[Dataset rows]
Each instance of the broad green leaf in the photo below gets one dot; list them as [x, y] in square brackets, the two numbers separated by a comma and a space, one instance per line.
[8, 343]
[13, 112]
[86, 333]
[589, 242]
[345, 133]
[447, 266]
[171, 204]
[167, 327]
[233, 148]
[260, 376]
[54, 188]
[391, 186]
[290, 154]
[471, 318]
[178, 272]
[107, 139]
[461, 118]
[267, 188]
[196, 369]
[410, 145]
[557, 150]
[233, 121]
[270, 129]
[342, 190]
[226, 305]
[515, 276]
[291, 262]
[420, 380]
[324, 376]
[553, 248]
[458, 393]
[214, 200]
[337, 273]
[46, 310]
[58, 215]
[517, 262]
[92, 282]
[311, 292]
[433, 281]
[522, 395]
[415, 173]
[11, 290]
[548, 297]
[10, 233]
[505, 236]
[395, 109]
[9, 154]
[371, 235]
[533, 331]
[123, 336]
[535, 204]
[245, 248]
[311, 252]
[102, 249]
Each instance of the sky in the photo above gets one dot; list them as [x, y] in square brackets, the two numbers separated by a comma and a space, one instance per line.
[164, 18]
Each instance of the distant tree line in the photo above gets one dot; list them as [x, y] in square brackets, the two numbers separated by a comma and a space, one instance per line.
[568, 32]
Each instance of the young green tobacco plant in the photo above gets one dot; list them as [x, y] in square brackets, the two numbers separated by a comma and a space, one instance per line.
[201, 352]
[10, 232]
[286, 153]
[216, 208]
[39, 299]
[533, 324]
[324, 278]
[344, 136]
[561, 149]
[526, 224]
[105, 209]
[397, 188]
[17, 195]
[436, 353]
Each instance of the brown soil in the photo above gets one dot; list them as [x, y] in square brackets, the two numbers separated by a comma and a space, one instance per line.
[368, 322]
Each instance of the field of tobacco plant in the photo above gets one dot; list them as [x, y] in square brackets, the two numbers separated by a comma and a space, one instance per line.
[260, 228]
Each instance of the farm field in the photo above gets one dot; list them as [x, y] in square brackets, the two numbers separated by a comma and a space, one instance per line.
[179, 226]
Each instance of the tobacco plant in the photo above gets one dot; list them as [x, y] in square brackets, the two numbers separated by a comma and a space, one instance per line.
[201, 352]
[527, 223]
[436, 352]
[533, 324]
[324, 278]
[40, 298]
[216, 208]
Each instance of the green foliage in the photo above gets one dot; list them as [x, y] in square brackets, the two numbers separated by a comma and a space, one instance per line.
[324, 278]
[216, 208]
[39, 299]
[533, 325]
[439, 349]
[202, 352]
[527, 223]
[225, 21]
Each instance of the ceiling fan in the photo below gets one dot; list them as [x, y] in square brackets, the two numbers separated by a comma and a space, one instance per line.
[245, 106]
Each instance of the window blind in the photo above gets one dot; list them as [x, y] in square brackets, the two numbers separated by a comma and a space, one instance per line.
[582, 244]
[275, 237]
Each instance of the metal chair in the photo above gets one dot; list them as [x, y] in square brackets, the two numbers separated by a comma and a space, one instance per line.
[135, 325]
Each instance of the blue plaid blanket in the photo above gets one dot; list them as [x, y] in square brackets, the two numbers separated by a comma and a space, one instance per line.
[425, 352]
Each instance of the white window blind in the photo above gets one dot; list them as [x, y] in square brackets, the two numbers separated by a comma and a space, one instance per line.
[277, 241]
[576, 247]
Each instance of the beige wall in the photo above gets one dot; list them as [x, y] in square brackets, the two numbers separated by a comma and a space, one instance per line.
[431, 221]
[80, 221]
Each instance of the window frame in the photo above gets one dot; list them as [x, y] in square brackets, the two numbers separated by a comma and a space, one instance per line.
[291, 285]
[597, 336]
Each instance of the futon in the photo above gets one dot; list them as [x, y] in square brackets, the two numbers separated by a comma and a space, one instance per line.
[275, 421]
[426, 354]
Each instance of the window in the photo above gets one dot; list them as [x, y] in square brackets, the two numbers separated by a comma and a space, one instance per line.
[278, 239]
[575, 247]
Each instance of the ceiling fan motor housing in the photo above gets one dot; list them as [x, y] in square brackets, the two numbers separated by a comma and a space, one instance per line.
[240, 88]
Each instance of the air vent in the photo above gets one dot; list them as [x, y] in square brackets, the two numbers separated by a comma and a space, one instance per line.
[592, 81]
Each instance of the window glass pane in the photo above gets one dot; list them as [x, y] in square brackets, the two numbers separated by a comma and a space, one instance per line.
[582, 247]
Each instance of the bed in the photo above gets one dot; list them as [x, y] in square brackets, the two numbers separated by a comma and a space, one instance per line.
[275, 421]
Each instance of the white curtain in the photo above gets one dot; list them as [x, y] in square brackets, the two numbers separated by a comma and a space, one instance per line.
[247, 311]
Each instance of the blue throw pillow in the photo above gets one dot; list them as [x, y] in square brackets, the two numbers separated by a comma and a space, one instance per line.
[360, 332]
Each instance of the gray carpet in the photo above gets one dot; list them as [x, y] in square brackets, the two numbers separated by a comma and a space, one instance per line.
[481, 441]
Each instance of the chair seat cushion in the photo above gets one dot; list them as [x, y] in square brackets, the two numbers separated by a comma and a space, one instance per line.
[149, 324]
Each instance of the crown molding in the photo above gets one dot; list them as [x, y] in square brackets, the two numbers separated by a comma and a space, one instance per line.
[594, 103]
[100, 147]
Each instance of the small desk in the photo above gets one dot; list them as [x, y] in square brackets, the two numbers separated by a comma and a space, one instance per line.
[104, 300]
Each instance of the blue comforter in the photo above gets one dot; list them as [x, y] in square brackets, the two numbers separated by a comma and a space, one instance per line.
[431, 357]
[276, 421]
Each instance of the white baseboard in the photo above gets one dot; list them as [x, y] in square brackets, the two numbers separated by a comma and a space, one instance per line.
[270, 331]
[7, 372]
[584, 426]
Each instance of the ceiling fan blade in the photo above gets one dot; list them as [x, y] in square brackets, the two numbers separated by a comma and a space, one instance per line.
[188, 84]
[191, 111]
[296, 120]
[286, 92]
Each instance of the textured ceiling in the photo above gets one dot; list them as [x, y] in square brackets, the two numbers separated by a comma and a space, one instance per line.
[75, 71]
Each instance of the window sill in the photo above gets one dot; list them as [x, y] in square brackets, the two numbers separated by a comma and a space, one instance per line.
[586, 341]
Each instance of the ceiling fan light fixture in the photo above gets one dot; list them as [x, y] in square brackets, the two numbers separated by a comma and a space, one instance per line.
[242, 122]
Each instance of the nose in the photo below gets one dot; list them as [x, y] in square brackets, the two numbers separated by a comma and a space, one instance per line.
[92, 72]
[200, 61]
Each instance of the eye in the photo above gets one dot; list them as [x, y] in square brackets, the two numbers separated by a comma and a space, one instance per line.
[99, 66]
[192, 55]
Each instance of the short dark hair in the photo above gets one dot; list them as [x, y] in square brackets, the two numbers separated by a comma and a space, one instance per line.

**DIRECTIONS:** Please quote the records above exactly, without skipping a line.

**WORKED ANSWER:**
Each instance of the broad green leaf in the photo below gets one dot; list them as [x, y] in square brackets, the two numbers separated by a comma and a space, one instance per line.
[8, 343]
[13, 112]
[86, 333]
[589, 242]
[345, 133]
[447, 266]
[171, 204]
[167, 327]
[233, 148]
[260, 376]
[54, 188]
[391, 186]
[290, 154]
[471, 318]
[178, 272]
[107, 139]
[461, 118]
[267, 188]
[196, 369]
[410, 145]
[557, 150]
[233, 121]
[270, 129]
[342, 190]
[226, 305]
[515, 276]
[291, 262]
[420, 380]
[324, 376]
[553, 248]
[458, 393]
[214, 200]
[337, 273]
[46, 310]
[58, 215]
[517, 262]
[92, 282]
[311, 292]
[433, 281]
[522, 395]
[415, 173]
[11, 290]
[548, 297]
[10, 233]
[505, 236]
[395, 109]
[9, 154]
[371, 235]
[533, 331]
[123, 336]
[535, 204]
[245, 248]
[311, 252]
[102, 249]
Each instance of the sky in the photo above gets one dot; list them as [x, y] in square brackets, the two numbers separated by a comma and a space, one instance per line.
[164, 18]
Each instance of the distant tree line in the photo above gets one dot; list them as [x, y] in square brackets, the two numbers separated by a comma and a space, one instance per line.
[568, 32]
Each instance of the young green tobacco plant in the photo above gets one dot; list them as [x, y] in square brackets, the two numbers separated by a comma and a space, one instance per line.
[201, 352]
[10, 232]
[286, 153]
[216, 208]
[39, 299]
[533, 324]
[324, 278]
[344, 136]
[561, 149]
[526, 224]
[105, 209]
[397, 188]
[17, 195]
[436, 353]
Each instance of the brown soil in the photo above gets one dot; list them as [x, y] in square brackets, the two numbers separated by a comma and a space, one instance per line.
[368, 322]
Each instance of the field of tobacco plant in the photo above gets one dot; list them as [x, y] in square brackets, the two numbers separated by a comma and a space, one instance per line.
[260, 228]
Each instance of the farm field in the photo above gets one dot; list them as [x, y] in square brackets, the two numbers separated by a comma and a space, one instance per line.
[179, 226]
Each instance of the tobacco plant in the photo above gets one dot; list them as [x, y] in square brackets, the two numbers separated by a comma and a space, one instance per line.
[201, 352]
[527, 223]
[436, 352]
[533, 324]
[324, 278]
[40, 298]
[216, 208]
Each instance of the green foliage in the photo above gets one dot; list them as [x, y] in square brackets, the two numbers separated by a comma and a space, one instance per line.
[324, 278]
[216, 208]
[39, 299]
[533, 325]
[439, 349]
[202, 352]
[527, 223]
[225, 21]
Each instance of the ceiling fan in the photo below gets one dot; list them as [x, y] in square brackets, the two numbers separated by a comma and a space, one instance per line.
[245, 106]
Each instance of the window blind in the photo above gets one dot; list them as [x, y] in square brackets, the two numbers separated by a comma and a space, one instance per line.
[582, 244]
[275, 237]
Each instance of the metal chair in the photo above gets one dot; list them as [x, y] in square brackets, the two numbers separated by a comma and a space, one instance per line.
[135, 325]
Each instance of the blue plaid blanket in the photo above gets one dot; list them as [x, y] in square brackets, the two numbers separated by a comma and a space, one instance per line.
[425, 352]
Each instance of the white window blind in the photo above gets one dot; list them as [x, y] in square brackets, the two numbers separated by a comma and a space, one instance per line.
[277, 241]
[576, 247]
Each instance of the beige wall in the photo above gets one dot; list them as [x, y] in square brackets, the two numbers separated by a comma and a space, one instance per line.
[431, 221]
[80, 221]
Each instance of the window frame in the photo above gets one dot; list them as [x, y] in square brackets, the two numbers separated by a comma and a space, one instance per line.
[291, 285]
[597, 336]
Each instance of the futon in the photo above gets one dot; list them as [x, y] in square brackets, the two numbers separated by a comma and a space, one instance per line.
[275, 421]
[426, 354]
Each instance of the window in the photo above gets one dot; list them as [x, y] in square brackets, the two numbers separated by a comma and a space, one instance per line.
[278, 239]
[575, 247]
Each instance of the ceiling fan motor housing in the photo above gets one dot; list them as [x, y] in square brackets, the two numbers separated by a comma and a space, one instance per line.
[240, 88]
Each instance of the air vent in the photo above gets one dot; list them as [x, y] in square brackets, the two numbers separated by a comma and a space, one instance per line.
[592, 81]
Each instance of the window glass pane in the photo above gets one dot; list them as [x, y] in square brackets, the two numbers separated by a comma and a space, one instance per line.
[582, 247]
Each instance of the bed in the photo above gets one dot; list them as [x, y] in square brackets, the two numbers separated by a comma and a space, one instance per line.
[275, 421]
Each instance of the white curtain in the photo above gets one dot; list them as [x, y] in square brackets, the two numbers separated by a comma and a space, one instance per line.
[247, 311]
Each instance of the blue throw pillow in the photo above gets one dot; list them as [x, y] in square brackets, the two numbers separated by a comma and a space, one instance per line.
[360, 332]
Each instance of the gray carpet in the photo above gets one dot; list them as [x, y] in square brackets, the two numbers separated by a comma and a space, one instance per line.
[481, 441]
Each instance of the chair seat cushion in the photo above gets one dot; list them as [x, y] in square brackets, the two numbers separated by a comma and a space, one instance per line.
[149, 324]
Each instance of the crown molding in the photo above gets one dot; list them as [x, y] in square brackets, the two numbers separated by a comma and a space, one instance per line.
[594, 103]
[100, 147]
Each instance of the small desk in the photo above gets one dot; list them as [x, y] in square brackets, the two numbers separated by a comma and a space, one instance per line.
[104, 300]
Each instance of the blue comforter in the photo above gets one dot; list them as [x, y] in square brackets, the two numbers separated by a comma and a space, one instance per line.
[431, 357]
[276, 421]
Each instance of the white baseboard in the photo above gets one dot; list them as [x, y] in square brackets, the two numbers separated by a comma and a space, one instance per line.
[270, 331]
[7, 372]
[584, 426]
Each instance of the ceiling fan blade in the photo above gets one dot; list them as [x, y] in square brackets, the two numbers separated by a comma and a space, one instance per line.
[188, 84]
[191, 111]
[296, 120]
[286, 92]
Each instance of the textured ceiling in the photo above gets one dot; list them as [x, y] in square brackets, the two numbers separated by a comma and a space, one instance per line.
[75, 71]
Each instance of the window sill in the photo above gets one dot; list them as [x, y] in square brackets, the two numbers separated by a comma and a space, one instance per line.
[586, 341]
Each instance of the ceiling fan light fixture in the photo above gets one dot; list them as [x, y] in square brackets, the two numbers separated by a comma and a space, one instance per line.
[242, 122]
Each instance of the nose in the photo below gets one dot; list them as [x, y] in square brackets, the two numbers separated by a comma and a space, one instance per line.
[92, 72]
[200, 61]
Each instance of the eye in the photo above gets one dot; list them as [x, y] in square brackets, the two numbers separated by a comma and a space, one instance per line.
[99, 66]
[192, 55]
Each instance of the short dark hair in the photo above gets one dot; list them as [x, y] in square brackets, the two numbers separated by a comma and a space, one instance per line.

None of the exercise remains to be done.